◆ EXERCISE INPUT ◆
━━━━━━━━━━━━━━━━━━━━

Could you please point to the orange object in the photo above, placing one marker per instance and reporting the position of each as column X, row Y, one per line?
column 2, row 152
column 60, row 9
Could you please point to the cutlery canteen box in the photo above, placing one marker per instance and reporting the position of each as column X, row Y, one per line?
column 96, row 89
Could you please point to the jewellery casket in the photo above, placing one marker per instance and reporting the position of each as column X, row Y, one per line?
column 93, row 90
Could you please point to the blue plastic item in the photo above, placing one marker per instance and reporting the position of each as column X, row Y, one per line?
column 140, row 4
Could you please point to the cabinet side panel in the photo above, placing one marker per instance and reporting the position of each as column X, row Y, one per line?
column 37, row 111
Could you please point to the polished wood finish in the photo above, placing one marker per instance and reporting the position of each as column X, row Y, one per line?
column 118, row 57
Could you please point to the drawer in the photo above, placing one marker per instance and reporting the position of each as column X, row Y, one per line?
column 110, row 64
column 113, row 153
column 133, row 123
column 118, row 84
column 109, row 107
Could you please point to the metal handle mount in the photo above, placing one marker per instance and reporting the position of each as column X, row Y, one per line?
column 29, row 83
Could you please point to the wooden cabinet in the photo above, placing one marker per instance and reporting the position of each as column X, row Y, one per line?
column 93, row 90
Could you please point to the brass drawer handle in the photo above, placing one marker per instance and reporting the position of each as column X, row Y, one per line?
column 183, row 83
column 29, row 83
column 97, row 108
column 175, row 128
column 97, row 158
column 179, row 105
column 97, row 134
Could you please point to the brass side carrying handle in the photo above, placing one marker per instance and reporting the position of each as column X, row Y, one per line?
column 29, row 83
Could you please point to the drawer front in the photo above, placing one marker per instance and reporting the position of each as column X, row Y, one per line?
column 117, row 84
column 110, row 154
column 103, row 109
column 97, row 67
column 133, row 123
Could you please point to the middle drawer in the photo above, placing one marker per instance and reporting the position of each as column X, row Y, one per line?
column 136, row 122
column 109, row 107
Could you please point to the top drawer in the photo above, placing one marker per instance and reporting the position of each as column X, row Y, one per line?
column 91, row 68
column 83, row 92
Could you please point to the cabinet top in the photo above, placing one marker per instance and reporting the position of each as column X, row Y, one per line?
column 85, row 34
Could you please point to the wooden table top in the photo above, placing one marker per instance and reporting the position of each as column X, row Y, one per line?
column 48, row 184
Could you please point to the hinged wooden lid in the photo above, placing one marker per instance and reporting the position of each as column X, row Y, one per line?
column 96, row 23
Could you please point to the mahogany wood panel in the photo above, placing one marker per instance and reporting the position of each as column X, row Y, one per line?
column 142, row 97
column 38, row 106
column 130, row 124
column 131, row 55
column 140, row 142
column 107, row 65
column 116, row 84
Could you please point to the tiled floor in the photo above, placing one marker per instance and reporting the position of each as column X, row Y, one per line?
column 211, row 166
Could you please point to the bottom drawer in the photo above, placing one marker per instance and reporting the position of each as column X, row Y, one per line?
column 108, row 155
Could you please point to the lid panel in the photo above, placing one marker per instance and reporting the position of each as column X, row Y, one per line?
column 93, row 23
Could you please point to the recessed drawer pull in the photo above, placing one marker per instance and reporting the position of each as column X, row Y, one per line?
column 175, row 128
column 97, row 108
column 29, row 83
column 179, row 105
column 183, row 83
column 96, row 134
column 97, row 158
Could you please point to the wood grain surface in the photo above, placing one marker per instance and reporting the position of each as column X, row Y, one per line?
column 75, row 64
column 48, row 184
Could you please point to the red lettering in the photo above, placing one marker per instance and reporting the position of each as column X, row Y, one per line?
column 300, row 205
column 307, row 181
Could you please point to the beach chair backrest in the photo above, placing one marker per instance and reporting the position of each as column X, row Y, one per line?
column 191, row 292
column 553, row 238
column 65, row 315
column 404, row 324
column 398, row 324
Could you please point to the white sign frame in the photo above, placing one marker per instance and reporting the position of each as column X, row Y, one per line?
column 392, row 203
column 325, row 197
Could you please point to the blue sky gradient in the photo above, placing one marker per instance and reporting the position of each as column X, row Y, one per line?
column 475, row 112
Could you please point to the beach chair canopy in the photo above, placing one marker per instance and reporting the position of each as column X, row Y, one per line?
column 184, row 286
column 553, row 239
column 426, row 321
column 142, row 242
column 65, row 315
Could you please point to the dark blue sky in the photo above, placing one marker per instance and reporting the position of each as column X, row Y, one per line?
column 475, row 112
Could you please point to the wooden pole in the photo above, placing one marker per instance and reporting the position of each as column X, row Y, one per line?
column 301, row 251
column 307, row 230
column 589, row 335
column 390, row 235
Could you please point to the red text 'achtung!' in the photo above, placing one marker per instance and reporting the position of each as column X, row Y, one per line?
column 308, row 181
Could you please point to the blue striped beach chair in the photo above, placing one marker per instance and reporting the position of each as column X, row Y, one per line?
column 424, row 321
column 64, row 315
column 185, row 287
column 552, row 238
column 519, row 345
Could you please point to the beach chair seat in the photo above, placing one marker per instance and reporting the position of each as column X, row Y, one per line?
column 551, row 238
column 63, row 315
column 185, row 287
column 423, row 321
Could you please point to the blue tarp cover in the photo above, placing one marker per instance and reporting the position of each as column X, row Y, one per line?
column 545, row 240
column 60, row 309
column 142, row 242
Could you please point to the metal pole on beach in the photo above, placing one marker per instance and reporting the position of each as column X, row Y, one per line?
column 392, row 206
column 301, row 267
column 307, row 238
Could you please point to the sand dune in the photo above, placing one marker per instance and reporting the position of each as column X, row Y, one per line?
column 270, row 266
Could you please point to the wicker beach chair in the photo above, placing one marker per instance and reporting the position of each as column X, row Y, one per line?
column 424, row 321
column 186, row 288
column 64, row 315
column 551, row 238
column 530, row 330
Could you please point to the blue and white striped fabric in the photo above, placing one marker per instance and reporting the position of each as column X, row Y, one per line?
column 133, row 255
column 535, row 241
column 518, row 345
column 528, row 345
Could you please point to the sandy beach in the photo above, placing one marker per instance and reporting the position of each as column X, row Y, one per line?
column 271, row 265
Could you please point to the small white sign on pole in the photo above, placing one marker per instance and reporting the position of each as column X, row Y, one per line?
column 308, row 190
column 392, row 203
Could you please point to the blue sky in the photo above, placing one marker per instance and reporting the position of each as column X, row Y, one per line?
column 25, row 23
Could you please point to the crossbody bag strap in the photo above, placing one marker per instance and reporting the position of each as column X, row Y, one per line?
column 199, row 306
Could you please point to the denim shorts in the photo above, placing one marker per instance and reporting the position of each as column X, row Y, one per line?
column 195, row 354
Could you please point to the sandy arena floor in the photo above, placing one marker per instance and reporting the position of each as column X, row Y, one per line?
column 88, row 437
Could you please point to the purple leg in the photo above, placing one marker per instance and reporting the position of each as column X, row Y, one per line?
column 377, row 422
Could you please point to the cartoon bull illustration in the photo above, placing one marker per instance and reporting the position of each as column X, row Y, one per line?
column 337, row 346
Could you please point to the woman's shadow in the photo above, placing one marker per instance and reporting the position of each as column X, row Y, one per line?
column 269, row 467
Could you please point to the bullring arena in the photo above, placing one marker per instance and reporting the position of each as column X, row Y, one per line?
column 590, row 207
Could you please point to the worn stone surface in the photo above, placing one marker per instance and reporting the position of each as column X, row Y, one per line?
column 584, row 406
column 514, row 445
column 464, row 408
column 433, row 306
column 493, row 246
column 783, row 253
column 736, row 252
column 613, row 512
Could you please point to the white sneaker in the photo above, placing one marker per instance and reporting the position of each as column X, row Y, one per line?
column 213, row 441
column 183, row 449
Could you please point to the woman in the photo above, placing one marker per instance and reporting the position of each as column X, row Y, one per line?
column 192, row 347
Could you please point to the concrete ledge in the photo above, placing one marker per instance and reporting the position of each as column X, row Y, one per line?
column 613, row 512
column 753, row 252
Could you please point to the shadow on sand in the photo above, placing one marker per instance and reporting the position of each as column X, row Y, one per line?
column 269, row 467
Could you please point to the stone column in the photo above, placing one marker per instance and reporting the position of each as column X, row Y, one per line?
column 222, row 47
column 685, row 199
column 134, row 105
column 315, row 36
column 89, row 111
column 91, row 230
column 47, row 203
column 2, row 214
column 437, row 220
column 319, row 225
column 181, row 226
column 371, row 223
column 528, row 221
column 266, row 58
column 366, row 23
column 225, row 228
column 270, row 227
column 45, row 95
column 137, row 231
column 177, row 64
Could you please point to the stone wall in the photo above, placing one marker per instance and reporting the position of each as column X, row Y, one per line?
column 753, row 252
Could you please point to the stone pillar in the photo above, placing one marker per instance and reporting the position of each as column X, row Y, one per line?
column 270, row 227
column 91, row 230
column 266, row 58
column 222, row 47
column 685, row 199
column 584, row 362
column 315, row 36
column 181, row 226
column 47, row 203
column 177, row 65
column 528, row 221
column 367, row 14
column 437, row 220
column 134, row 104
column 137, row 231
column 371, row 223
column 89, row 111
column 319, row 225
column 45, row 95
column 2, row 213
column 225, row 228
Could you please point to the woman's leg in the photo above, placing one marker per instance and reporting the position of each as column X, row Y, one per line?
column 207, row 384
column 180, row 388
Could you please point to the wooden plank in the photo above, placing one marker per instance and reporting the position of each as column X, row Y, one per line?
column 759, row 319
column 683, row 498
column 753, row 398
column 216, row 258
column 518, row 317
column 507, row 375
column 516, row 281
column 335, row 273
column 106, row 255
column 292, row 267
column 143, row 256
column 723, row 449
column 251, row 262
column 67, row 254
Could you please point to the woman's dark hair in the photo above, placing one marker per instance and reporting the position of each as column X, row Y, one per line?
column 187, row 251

━━━━━━━━━━━━━━━━━━━━

◆ WRITTEN EXERCISE ◆
From the listing above, quote the part that opens with the line containing "Could you please point to the white sign" and closes with the line containing "column 325, row 197", reproducing both end lines and everything between them word for word.

◆ COMPLETE OUTPUT ◆
Could you please point to the white sign frame in the photo above, placing one marker per instance and reporting the position of each as column X, row Y, one per line?
column 392, row 203
column 325, row 197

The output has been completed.